- **Short task**
Give the entries again, word for word.

- **Material for this exercise**
— start —

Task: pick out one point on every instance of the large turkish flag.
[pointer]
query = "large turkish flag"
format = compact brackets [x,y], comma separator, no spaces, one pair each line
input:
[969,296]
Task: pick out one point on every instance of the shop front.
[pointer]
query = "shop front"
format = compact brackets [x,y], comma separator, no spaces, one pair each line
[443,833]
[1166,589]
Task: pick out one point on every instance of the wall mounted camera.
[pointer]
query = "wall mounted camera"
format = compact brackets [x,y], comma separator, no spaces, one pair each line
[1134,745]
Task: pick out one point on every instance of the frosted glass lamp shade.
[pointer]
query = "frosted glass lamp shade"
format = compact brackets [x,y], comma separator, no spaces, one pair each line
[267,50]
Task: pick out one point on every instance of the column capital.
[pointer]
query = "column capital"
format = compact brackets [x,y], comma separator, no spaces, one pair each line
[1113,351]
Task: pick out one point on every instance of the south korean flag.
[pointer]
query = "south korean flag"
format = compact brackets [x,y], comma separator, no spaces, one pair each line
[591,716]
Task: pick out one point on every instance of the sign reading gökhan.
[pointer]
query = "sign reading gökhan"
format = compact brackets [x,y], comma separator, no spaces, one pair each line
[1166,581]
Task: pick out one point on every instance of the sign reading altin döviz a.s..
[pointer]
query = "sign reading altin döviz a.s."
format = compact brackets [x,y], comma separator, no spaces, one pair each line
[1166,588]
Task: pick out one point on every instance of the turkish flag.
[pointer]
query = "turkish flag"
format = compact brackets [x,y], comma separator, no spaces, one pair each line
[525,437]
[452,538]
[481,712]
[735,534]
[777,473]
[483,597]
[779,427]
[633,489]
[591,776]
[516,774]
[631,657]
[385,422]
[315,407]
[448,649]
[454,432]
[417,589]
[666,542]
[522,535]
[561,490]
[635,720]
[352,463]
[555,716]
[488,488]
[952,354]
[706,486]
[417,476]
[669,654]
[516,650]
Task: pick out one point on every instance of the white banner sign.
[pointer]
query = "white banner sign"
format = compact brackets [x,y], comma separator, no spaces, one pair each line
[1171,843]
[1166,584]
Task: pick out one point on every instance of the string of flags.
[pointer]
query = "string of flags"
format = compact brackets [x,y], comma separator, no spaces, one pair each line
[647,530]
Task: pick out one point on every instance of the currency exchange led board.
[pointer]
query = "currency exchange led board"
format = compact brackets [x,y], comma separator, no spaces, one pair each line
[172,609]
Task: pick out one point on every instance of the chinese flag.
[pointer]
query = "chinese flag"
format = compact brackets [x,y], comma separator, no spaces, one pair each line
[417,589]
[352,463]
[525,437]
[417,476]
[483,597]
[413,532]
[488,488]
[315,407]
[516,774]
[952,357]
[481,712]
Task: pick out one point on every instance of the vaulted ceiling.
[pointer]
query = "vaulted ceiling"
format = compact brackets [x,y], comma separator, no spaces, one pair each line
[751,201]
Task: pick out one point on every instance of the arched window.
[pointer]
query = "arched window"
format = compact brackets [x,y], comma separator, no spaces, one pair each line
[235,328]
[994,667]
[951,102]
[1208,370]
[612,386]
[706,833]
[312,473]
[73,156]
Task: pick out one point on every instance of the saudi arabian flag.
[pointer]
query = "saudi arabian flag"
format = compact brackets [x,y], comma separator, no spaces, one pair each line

— end —

- **Problem solution**
Task: pick out one point on every instance of the large turkish flag.
[pointer]
query = "large turkish flag"
format = compact brackets [x,y], comma separator, no spaces, one pair each line
input:
[969,296]
Task: pick out one point on every instance of the shop front.
[pointer]
query = "shop front"
format = compact brackets [x,y], comma separator, no spaces, one pair each line
[443,833]
[1166,589]
Task: pick out one point on every instance of the wall mounted camera.
[pointer]
query = "wall mounted camera"
format = compact brackets [x,y], comma separator, no spaces, one pair each line
[1134,745]
Task: pick out one point on every instance of the frosted glass lamp shade.
[pointer]
query = "frosted glass lamp shade"
format = compact brackets [x,y], comma separator, no spaces, one pair each line
[267,50]
Task: pick out one point on every instance of the column capital.
[pointer]
query = "column capital"
format = compact brackets [x,y], comma separator, no spaces, one pair each line
[1113,351]
Task: pick out one point on every instance of the south korean flag.
[pointer]
query = "south korean flag"
format = compact brackets [x,y], comma separator, no spaces, one pair each line
[591,716]
Task: pick out one point on every instance of the sign reading gökhan.
[pointer]
query = "sign reading gökhan"
format = compact brackets [x,y], comma separator, no spaces, one pair each line
[1166,581]
Task: pick out one point on every instance of the sign reading altin döviz a.s..
[pointer]
query = "sign reading altin döviz a.s."
format = compact brackets [x,y], comma separator, no spaces, one pair each line
[1166,588]
Task: pick out one point on every instance of the turkish flag.
[pointer]
query = "turkish flag"
format = compact brackets [x,y], comma separator, no spaces, one pair each line
[525,437]
[452,538]
[481,712]
[735,534]
[777,473]
[483,597]
[779,427]
[633,489]
[591,776]
[516,774]
[631,657]
[385,422]
[315,407]
[448,649]
[454,432]
[417,589]
[666,542]
[522,535]
[561,490]
[635,720]
[352,463]
[555,716]
[488,488]
[952,354]
[706,486]
[417,476]
[669,654]
[516,650]
Task: pick out one point on every instance of the white banner sign.
[pointer]
query = "white banner sign"
format = compact brackets [x,y], comma separator, no spaces, one pair each line
[1171,843]
[1166,584]
Task: pick out one point on every instance of the string of flags.
[pointer]
query = "string of flags"
format = compact brackets [x,y], comma separator, no spaces, one pair each line
[647,530]
Task: pick out one point on every instance of the currency exchange led board.
[pointer]
query = "currency exchange led board"
format = compact brackets [x,y], comma separator, no spaces, one pair each line
[172,609]
Task: pick out one point on every instance of the chinese flag.
[pointer]
query = "chinese flag"
format = compact brackets [x,y], comma separator, no spaces, one pair each line
[417,589]
[352,463]
[525,437]
[417,476]
[483,597]
[413,532]
[488,488]
[315,407]
[516,774]
[952,357]
[481,712]
Task: pick out one point on every instance of the vaulted ceiling.
[pointer]
query = "vaulted ceiling"
format = compact brackets [x,y], comma separator, no spaces, one pair each line
[751,201]
Task: pick out one point on every instance of the arched window.
[pointer]
query = "arched window"
format = compact brackets [x,y], comma separator, no spaces, one pair each line
[235,328]
[994,667]
[951,102]
[1208,370]
[612,386]
[706,833]
[312,473]
[73,156]
Task: pick out one point on every instance of the saudi arabian flag.
[pointer]
query = "saudi arabian flag"
format = compact brackets [x,y], comma separator, no spaces, one pair each line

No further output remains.